**Written task**
In the rows below, find every line that contains the word "vanity" and copy each of those lines.

Collected data:
>> Begin
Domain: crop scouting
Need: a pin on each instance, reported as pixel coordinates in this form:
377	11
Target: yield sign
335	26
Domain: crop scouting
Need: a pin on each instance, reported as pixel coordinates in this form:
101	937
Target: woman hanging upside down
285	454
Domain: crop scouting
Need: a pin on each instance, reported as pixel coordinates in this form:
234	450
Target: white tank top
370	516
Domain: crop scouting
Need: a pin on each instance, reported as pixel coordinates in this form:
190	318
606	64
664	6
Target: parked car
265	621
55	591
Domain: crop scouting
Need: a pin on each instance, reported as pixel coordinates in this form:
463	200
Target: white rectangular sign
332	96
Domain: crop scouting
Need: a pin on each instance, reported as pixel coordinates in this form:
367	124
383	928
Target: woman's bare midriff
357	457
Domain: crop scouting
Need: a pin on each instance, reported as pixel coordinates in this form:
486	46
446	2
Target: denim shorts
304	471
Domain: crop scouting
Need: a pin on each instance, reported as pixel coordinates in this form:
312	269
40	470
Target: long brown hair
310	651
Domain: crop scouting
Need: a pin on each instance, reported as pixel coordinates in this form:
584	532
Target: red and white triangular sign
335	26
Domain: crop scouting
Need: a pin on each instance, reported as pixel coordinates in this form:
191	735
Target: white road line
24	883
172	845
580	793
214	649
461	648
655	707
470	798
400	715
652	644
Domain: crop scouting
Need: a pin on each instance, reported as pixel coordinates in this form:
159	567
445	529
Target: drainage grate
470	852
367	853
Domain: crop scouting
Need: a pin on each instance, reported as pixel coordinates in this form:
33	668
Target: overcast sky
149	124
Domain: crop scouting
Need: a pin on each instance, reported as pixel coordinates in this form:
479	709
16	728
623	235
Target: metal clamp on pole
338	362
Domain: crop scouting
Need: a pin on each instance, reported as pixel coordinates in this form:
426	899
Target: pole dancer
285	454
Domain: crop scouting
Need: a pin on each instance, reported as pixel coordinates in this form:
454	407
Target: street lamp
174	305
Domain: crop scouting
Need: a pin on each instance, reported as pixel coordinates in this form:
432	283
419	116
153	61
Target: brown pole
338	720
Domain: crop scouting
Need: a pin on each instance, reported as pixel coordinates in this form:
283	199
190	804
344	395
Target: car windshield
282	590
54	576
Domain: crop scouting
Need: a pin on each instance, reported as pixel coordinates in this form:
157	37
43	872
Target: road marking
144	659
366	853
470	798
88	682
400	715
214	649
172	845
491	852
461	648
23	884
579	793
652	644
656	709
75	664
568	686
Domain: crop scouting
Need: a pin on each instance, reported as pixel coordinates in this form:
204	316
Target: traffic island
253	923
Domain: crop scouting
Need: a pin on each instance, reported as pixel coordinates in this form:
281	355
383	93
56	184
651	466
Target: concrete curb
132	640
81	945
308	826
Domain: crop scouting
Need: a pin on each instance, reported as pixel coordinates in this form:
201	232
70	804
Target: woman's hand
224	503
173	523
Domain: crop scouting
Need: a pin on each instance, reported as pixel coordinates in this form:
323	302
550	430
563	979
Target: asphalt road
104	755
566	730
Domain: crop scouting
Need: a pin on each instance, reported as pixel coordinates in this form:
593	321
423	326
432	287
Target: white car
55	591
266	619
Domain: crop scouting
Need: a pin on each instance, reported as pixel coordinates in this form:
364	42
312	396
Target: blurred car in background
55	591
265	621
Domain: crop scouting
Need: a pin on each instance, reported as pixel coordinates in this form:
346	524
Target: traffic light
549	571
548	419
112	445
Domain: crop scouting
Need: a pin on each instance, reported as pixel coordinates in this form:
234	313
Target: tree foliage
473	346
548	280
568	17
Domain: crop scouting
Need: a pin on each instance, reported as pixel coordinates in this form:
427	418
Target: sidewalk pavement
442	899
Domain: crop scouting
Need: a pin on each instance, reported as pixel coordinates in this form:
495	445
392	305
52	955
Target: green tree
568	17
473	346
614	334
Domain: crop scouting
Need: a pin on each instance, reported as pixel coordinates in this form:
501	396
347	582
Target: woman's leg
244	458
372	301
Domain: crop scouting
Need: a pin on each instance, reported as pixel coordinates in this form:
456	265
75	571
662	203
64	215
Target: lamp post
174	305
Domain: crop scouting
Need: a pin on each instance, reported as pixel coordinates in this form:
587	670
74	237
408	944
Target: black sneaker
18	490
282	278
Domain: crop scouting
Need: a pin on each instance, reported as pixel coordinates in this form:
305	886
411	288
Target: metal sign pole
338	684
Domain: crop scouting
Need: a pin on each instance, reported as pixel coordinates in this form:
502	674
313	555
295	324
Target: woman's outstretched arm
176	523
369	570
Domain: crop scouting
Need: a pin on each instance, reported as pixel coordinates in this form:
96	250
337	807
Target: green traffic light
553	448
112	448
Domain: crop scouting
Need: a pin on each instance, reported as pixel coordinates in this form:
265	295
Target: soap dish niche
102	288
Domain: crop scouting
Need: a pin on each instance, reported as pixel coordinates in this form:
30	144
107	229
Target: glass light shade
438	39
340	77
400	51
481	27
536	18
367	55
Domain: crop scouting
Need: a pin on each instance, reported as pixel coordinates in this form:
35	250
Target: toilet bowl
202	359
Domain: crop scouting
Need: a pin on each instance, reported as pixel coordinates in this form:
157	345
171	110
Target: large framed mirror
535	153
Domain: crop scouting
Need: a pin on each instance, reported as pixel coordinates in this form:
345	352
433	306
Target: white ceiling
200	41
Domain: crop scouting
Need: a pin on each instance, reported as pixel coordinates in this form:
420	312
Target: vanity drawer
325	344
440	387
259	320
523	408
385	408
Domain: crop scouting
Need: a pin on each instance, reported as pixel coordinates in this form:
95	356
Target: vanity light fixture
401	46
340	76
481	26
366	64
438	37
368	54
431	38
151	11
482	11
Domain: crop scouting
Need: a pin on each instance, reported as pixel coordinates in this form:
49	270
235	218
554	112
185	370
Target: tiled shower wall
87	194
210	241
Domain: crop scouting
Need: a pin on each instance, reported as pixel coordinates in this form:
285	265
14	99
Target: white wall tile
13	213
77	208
>> End
**Correct response**
Target: vanity drawer
Target: vanity light fixture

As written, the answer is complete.